• [제시된 문제] 아래 기록에서 "field"라는 문자열이 들어 있는 줄을 모두 골라 옮겨 적어 주세요. 대소문자는 구분합니다.

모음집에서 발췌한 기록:

►

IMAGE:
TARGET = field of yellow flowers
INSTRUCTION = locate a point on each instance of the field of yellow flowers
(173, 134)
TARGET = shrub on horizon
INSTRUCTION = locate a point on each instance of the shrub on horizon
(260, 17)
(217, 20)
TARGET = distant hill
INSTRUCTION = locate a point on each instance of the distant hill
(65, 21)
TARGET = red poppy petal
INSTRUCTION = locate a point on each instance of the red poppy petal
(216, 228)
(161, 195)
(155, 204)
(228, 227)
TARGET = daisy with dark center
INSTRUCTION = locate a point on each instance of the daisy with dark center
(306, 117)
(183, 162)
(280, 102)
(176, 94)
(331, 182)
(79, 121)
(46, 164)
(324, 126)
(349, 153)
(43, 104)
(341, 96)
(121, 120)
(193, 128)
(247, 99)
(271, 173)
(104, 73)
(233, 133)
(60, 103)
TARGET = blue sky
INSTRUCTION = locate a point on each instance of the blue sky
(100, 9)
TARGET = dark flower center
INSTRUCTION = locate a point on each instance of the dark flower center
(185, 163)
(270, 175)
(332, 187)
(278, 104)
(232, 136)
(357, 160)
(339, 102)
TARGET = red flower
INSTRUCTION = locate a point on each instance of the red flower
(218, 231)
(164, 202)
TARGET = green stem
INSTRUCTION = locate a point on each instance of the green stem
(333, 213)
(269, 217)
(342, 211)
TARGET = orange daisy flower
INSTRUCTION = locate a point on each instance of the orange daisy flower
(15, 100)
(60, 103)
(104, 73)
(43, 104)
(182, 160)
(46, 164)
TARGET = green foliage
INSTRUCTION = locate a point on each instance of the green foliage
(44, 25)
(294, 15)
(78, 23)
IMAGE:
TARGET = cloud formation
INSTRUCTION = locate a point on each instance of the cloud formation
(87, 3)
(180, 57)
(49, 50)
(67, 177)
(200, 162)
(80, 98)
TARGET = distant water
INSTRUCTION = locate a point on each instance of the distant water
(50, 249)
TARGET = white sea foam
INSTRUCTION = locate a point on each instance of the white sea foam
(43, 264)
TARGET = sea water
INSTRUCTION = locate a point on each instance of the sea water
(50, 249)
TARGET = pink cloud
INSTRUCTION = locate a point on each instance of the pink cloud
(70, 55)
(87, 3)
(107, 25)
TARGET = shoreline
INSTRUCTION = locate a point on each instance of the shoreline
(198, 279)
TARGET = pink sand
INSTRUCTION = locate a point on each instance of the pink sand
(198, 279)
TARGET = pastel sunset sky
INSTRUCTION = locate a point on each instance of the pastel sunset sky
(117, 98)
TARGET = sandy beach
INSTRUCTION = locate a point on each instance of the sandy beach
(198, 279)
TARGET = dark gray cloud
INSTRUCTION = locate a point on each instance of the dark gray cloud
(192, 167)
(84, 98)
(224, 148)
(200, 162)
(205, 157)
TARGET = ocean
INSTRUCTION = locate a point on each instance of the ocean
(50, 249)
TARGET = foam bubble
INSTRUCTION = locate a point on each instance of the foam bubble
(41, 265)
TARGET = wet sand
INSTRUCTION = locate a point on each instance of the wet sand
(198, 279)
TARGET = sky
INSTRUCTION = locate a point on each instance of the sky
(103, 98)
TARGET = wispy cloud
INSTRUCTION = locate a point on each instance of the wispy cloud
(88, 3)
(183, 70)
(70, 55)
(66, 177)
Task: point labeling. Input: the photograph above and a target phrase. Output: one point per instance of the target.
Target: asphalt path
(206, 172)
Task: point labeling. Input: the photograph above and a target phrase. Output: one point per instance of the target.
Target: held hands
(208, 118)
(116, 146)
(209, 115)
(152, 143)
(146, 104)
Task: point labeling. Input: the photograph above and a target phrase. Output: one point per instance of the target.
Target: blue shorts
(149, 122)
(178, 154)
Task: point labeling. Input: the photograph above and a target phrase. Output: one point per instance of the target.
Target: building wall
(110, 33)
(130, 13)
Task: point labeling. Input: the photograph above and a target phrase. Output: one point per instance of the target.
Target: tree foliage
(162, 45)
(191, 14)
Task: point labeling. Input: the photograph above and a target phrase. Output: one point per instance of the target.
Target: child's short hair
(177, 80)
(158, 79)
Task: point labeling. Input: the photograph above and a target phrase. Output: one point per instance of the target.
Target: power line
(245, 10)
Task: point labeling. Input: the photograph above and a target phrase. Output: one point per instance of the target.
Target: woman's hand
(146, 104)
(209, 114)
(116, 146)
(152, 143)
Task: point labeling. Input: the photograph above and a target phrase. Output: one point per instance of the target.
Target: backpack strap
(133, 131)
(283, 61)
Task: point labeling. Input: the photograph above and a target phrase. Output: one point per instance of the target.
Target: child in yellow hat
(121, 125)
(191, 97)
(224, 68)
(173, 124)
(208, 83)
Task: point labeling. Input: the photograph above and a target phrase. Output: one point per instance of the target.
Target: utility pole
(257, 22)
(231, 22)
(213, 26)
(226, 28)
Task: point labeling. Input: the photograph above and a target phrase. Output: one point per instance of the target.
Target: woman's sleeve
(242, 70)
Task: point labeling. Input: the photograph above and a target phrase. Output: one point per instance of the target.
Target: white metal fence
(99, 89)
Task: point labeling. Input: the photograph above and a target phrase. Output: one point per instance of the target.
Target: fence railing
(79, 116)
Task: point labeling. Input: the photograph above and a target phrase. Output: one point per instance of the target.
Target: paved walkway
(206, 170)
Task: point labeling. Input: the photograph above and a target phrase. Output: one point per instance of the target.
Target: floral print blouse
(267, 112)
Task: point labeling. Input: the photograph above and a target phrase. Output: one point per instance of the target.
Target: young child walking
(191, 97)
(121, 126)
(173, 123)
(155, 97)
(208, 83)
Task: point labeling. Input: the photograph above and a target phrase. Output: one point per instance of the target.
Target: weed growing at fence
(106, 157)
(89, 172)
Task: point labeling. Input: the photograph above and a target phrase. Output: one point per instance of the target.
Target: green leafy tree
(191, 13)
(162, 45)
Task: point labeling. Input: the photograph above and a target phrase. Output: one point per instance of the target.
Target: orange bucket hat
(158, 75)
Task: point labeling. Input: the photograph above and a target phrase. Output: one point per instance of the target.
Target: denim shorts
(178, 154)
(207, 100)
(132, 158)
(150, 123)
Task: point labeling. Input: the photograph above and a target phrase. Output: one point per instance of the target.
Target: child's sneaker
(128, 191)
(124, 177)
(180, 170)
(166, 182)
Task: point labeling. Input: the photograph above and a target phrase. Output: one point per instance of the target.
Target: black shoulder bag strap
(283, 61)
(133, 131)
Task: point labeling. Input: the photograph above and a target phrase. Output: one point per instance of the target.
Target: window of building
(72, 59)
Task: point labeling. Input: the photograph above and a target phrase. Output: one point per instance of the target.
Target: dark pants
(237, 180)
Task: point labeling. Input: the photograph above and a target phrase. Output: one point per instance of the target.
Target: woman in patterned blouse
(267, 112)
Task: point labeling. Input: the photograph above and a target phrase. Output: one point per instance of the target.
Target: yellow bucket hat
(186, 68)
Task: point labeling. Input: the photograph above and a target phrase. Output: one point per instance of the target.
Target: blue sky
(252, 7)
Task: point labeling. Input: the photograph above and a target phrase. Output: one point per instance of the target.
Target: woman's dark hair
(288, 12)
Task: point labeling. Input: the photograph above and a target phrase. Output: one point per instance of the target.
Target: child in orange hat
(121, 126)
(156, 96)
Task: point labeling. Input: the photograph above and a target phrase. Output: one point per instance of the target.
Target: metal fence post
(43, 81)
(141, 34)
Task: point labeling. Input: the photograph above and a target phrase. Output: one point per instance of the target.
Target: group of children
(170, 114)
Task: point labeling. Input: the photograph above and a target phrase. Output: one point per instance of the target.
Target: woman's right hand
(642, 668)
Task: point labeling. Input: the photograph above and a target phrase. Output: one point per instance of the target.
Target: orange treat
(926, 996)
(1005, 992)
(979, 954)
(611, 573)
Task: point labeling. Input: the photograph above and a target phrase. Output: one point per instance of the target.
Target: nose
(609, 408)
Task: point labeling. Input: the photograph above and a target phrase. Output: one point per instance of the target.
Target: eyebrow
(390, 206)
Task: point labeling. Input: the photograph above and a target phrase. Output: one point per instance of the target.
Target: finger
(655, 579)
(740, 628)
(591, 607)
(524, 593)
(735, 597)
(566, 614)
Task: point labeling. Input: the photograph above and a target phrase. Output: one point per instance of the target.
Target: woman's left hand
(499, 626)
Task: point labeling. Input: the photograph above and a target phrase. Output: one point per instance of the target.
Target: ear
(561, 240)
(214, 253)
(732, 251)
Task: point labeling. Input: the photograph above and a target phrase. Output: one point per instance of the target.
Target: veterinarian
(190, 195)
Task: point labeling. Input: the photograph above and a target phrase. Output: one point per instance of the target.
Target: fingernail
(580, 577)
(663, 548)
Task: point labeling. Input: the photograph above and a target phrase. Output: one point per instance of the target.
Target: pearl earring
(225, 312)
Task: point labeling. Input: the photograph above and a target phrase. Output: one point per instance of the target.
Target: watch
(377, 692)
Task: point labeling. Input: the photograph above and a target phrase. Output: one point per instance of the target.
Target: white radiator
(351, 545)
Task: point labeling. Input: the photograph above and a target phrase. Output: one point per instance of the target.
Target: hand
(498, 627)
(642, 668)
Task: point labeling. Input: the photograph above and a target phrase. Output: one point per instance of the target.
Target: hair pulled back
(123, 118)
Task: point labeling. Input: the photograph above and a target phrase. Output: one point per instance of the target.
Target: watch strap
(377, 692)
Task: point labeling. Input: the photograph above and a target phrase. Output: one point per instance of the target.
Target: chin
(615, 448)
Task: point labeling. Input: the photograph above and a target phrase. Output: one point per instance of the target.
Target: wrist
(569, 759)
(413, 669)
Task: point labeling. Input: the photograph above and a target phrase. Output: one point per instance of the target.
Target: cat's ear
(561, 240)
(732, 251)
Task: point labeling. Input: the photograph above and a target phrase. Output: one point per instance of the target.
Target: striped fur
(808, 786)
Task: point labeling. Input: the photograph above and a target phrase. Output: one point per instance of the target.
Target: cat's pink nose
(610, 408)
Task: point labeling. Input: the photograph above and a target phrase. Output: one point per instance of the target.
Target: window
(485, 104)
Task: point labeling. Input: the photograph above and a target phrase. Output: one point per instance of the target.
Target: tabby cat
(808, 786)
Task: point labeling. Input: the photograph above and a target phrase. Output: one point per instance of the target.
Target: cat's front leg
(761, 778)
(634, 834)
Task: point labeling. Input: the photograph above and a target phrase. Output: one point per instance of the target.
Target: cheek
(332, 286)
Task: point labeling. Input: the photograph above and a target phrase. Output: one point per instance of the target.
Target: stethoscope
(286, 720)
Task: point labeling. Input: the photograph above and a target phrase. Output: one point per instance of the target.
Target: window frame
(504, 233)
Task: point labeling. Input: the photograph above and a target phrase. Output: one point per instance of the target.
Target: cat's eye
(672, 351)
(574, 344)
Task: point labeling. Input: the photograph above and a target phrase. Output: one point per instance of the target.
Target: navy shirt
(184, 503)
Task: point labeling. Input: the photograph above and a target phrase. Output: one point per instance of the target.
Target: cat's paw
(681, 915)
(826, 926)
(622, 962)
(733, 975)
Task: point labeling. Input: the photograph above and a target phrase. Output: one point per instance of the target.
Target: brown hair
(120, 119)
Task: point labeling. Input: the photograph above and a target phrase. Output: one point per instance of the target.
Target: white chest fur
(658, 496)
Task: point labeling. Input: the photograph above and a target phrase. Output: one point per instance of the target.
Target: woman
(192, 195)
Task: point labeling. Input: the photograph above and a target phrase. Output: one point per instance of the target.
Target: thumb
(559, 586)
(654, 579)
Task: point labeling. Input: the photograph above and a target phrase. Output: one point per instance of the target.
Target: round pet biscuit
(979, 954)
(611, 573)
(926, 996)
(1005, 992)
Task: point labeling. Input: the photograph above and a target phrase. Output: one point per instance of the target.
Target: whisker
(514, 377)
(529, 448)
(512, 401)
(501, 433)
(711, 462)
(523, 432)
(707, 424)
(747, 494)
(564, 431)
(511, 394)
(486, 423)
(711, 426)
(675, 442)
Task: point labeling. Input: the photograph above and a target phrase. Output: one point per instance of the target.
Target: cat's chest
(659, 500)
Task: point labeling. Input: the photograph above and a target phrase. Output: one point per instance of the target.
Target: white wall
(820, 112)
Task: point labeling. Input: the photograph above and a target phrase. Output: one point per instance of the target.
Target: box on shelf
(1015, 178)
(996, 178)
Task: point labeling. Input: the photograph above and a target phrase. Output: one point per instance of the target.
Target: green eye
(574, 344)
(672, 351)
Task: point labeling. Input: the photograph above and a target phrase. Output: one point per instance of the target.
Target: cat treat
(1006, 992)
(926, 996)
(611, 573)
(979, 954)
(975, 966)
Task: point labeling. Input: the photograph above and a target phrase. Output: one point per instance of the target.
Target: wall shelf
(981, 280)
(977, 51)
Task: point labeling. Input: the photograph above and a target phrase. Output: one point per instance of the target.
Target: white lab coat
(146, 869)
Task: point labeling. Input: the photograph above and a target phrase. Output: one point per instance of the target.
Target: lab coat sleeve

◄

• [작성된 답]
TARGET = field of yellow flowers
INSTRUCTION = locate a point on each instance of the field of yellow flowers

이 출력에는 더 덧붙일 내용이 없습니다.